ACTIVITY:
Whenever the string "sign" turns up in a line of the data below, copy that line.

=== SOURCE MATERIAL ===

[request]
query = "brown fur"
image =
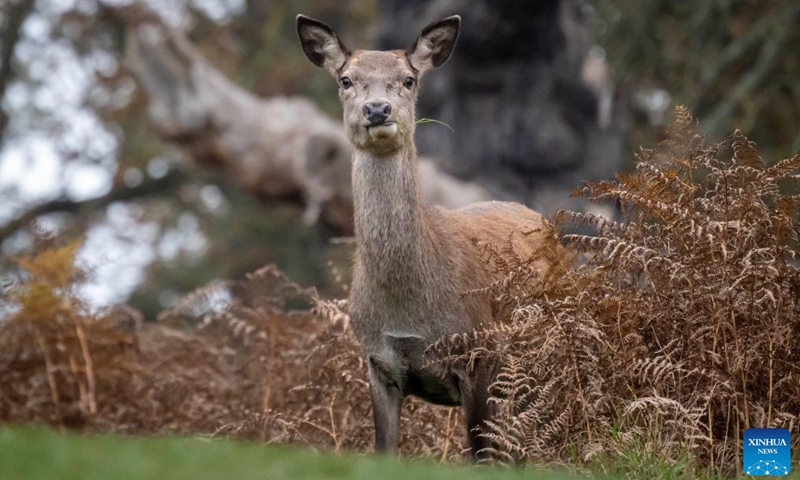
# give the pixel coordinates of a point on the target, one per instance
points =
(413, 262)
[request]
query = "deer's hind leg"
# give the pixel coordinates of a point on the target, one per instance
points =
(478, 409)
(386, 403)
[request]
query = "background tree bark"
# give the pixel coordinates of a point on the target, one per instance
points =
(281, 147)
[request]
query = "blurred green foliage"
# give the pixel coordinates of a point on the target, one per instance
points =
(734, 63)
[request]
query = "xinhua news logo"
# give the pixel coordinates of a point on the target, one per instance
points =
(767, 451)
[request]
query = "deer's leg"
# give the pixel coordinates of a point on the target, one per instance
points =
(386, 403)
(477, 408)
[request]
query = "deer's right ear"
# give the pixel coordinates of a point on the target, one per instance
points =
(321, 44)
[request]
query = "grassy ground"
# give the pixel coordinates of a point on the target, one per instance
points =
(45, 454)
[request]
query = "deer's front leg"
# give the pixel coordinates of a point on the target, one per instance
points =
(386, 403)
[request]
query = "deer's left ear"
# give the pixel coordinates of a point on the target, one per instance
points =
(435, 44)
(321, 44)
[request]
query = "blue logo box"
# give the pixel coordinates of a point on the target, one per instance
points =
(767, 451)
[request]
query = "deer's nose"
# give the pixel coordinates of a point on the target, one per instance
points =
(377, 112)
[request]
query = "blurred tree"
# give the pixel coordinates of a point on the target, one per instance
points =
(734, 63)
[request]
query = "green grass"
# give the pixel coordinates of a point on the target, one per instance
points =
(42, 454)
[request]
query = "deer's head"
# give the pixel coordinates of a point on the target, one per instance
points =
(378, 89)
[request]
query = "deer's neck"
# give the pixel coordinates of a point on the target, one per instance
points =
(391, 226)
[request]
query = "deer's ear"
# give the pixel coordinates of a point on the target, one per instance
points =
(321, 44)
(435, 44)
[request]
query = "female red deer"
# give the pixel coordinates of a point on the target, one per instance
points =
(412, 261)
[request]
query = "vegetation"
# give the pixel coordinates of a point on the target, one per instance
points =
(679, 331)
(45, 455)
(674, 334)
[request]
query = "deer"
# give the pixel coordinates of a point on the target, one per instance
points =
(413, 262)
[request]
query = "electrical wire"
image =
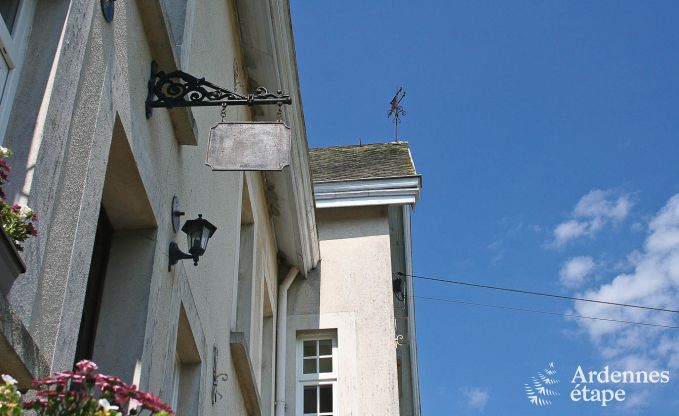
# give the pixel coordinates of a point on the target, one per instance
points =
(569, 315)
(531, 292)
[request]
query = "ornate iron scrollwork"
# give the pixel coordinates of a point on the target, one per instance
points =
(179, 89)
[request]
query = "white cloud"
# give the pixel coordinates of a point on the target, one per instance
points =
(592, 212)
(654, 281)
(574, 271)
(476, 397)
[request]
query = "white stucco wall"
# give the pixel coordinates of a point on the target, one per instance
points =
(95, 85)
(350, 292)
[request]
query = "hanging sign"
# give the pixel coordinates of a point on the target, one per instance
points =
(249, 146)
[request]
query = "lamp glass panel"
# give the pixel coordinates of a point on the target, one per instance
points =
(205, 236)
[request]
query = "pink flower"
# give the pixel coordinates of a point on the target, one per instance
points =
(86, 366)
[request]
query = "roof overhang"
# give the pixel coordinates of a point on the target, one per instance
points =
(356, 193)
(269, 59)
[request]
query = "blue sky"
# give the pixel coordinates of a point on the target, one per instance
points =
(547, 134)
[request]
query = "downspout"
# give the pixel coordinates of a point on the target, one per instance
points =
(282, 319)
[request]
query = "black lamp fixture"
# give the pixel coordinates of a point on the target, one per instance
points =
(198, 233)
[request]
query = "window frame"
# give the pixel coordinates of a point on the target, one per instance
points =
(13, 51)
(316, 379)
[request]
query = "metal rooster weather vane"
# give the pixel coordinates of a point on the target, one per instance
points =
(396, 109)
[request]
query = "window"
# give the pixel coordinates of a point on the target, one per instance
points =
(14, 30)
(317, 375)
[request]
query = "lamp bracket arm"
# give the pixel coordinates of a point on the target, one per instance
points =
(179, 89)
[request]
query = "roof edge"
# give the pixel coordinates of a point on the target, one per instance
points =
(379, 191)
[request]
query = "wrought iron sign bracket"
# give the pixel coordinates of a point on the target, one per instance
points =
(179, 89)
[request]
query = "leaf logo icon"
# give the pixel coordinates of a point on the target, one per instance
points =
(539, 391)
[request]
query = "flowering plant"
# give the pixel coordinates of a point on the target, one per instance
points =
(17, 221)
(82, 392)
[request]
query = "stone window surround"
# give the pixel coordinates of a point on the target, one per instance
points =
(316, 379)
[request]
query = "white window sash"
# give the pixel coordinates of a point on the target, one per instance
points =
(13, 50)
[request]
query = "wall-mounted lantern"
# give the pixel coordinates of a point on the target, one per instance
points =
(198, 233)
(108, 9)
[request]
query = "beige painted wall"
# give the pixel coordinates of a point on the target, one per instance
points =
(351, 292)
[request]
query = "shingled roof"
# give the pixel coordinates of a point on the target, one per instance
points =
(368, 161)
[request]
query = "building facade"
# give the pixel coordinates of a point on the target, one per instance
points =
(230, 335)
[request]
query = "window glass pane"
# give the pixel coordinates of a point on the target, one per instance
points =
(309, 366)
(325, 365)
(8, 9)
(325, 396)
(309, 348)
(310, 399)
(325, 347)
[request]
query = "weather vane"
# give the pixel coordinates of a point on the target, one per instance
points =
(396, 109)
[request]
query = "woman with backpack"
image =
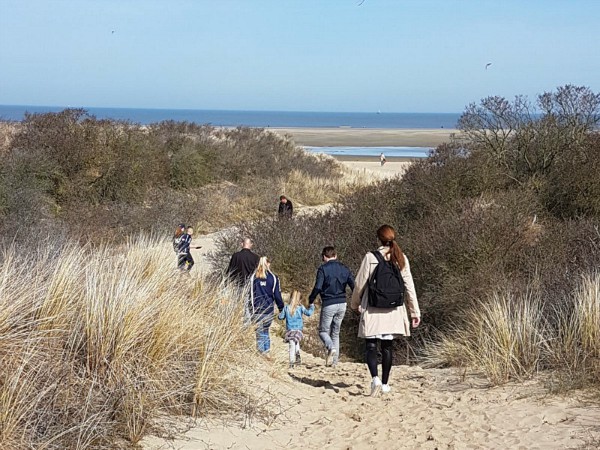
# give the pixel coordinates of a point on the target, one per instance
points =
(265, 292)
(383, 292)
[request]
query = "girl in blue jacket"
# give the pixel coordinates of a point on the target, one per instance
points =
(265, 293)
(294, 325)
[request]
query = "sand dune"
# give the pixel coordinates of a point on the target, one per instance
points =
(322, 407)
(317, 407)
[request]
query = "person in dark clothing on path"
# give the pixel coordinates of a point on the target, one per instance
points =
(264, 293)
(184, 254)
(179, 233)
(243, 263)
(286, 209)
(332, 279)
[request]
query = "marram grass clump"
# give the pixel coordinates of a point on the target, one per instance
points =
(97, 344)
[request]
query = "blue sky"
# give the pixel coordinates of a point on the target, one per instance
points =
(305, 55)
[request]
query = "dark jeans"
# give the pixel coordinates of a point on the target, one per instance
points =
(184, 260)
(386, 358)
(263, 323)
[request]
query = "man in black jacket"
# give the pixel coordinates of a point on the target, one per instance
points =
(285, 208)
(332, 279)
(243, 263)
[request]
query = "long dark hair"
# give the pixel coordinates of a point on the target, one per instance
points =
(179, 231)
(387, 236)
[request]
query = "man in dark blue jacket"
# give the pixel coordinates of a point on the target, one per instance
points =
(332, 279)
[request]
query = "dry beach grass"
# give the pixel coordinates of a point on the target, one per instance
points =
(98, 347)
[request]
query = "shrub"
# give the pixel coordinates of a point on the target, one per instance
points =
(95, 345)
(511, 208)
(105, 179)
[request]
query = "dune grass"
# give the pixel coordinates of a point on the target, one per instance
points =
(514, 337)
(96, 345)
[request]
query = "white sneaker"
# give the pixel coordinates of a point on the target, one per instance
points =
(375, 387)
(329, 357)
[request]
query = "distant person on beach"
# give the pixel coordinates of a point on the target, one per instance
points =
(379, 324)
(243, 263)
(286, 208)
(331, 282)
(292, 313)
(185, 262)
(265, 292)
(179, 232)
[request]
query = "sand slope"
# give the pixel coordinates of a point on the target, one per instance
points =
(322, 407)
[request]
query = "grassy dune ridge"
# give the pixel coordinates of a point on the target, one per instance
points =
(499, 225)
(98, 345)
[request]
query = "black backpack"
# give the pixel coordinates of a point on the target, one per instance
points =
(386, 286)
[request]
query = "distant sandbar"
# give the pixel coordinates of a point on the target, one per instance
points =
(368, 137)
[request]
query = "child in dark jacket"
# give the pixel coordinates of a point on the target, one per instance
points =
(294, 325)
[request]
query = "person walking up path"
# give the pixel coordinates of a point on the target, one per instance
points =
(378, 324)
(292, 313)
(286, 209)
(243, 263)
(264, 294)
(185, 262)
(331, 282)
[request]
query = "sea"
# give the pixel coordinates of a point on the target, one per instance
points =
(266, 119)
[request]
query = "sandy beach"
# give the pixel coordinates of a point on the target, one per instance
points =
(318, 407)
(367, 137)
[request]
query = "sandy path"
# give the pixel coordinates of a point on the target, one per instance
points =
(322, 407)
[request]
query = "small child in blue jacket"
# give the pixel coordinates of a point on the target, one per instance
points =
(292, 313)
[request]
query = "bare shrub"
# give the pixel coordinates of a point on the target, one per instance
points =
(505, 337)
(105, 179)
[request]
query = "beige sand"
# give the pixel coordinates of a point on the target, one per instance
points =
(367, 137)
(373, 168)
(321, 407)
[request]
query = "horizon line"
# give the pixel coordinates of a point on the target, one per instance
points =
(225, 110)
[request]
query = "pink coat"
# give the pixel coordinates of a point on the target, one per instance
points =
(378, 321)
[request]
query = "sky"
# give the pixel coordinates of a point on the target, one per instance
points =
(293, 55)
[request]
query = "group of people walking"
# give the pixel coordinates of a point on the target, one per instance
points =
(383, 293)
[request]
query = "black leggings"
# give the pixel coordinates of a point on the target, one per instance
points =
(183, 259)
(386, 358)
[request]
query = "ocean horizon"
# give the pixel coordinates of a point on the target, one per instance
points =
(261, 119)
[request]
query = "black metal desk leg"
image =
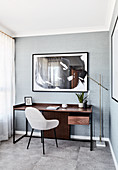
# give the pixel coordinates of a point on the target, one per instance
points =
(91, 135)
(13, 126)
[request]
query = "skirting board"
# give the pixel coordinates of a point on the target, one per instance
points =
(81, 138)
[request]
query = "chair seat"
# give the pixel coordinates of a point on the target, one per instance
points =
(38, 122)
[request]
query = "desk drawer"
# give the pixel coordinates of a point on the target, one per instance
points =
(78, 120)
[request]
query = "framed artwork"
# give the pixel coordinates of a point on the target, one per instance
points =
(59, 72)
(114, 62)
(28, 100)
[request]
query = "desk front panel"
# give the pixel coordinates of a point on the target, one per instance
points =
(63, 130)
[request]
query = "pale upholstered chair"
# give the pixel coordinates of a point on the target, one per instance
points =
(38, 122)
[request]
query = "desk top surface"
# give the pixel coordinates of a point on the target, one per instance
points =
(43, 107)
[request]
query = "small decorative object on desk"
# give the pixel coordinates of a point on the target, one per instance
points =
(28, 101)
(64, 106)
(82, 100)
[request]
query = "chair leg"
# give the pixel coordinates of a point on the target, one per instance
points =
(55, 137)
(42, 141)
(30, 138)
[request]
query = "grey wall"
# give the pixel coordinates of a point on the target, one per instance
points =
(97, 44)
(113, 104)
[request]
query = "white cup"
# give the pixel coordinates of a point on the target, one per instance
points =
(64, 106)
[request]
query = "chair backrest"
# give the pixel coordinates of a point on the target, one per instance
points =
(33, 115)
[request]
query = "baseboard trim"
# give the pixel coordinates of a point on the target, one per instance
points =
(80, 138)
(87, 138)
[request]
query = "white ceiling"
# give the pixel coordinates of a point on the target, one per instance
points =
(44, 17)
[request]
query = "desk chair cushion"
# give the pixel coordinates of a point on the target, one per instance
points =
(37, 120)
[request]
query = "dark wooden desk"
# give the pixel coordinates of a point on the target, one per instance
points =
(72, 115)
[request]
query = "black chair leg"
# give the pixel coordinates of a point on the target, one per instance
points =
(30, 138)
(55, 137)
(42, 141)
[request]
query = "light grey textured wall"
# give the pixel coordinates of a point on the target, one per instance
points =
(96, 44)
(113, 104)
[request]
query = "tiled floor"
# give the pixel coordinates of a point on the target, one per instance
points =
(70, 155)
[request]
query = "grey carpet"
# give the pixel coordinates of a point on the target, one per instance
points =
(70, 155)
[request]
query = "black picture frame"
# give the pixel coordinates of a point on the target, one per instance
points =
(28, 100)
(84, 59)
(114, 56)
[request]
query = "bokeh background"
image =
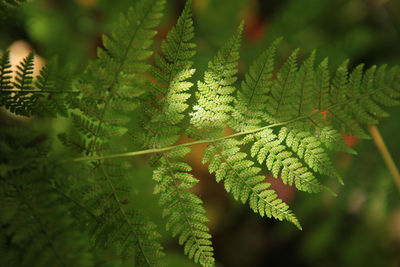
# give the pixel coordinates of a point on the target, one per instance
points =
(359, 227)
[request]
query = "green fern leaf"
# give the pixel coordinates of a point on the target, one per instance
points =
(244, 181)
(214, 96)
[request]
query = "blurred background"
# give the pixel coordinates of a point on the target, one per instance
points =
(359, 227)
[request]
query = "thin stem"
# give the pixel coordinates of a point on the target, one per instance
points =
(38, 91)
(157, 150)
(385, 153)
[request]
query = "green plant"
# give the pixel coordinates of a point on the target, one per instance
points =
(287, 121)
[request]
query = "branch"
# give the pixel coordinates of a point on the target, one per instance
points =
(385, 153)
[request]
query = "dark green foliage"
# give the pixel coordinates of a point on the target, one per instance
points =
(35, 220)
(48, 94)
(61, 211)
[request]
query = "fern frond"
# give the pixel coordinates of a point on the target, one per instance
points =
(185, 214)
(43, 95)
(214, 96)
(35, 220)
(169, 94)
(251, 99)
(110, 87)
(111, 84)
(279, 105)
(244, 181)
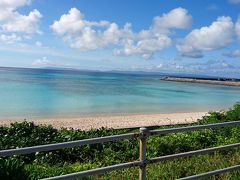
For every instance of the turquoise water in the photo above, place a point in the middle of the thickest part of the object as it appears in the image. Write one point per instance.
(28, 93)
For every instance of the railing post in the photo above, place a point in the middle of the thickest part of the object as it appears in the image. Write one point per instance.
(142, 153)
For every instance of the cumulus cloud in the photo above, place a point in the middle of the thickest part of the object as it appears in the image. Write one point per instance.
(237, 27)
(9, 38)
(14, 23)
(218, 35)
(90, 35)
(234, 54)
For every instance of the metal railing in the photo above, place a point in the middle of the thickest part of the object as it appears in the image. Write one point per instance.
(143, 160)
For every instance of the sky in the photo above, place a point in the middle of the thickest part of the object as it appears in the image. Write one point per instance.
(200, 36)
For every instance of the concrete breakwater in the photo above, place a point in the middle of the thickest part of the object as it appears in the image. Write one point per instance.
(216, 81)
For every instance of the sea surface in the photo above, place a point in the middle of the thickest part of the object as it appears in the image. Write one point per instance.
(43, 93)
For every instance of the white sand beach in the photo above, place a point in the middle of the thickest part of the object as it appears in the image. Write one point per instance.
(116, 121)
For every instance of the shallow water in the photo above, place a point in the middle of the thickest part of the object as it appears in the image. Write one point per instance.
(28, 93)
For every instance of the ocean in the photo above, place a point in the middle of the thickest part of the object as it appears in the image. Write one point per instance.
(43, 93)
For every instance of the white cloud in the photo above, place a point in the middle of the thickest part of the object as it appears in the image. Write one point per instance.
(11, 21)
(234, 54)
(90, 35)
(9, 38)
(237, 27)
(38, 44)
(234, 1)
(218, 35)
(176, 18)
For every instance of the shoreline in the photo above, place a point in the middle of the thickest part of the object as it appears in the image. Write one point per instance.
(202, 81)
(116, 121)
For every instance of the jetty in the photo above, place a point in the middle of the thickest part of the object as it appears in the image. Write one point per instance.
(215, 81)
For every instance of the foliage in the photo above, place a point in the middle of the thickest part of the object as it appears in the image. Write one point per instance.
(46, 164)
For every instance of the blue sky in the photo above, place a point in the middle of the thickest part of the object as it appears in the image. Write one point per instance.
(157, 35)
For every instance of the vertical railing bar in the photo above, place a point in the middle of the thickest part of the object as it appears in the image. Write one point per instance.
(143, 153)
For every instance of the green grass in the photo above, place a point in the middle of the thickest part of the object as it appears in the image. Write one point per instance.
(64, 161)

===

TASK OUTPUT:
query = "hanging sign"
query = "wrought iron sign bracket"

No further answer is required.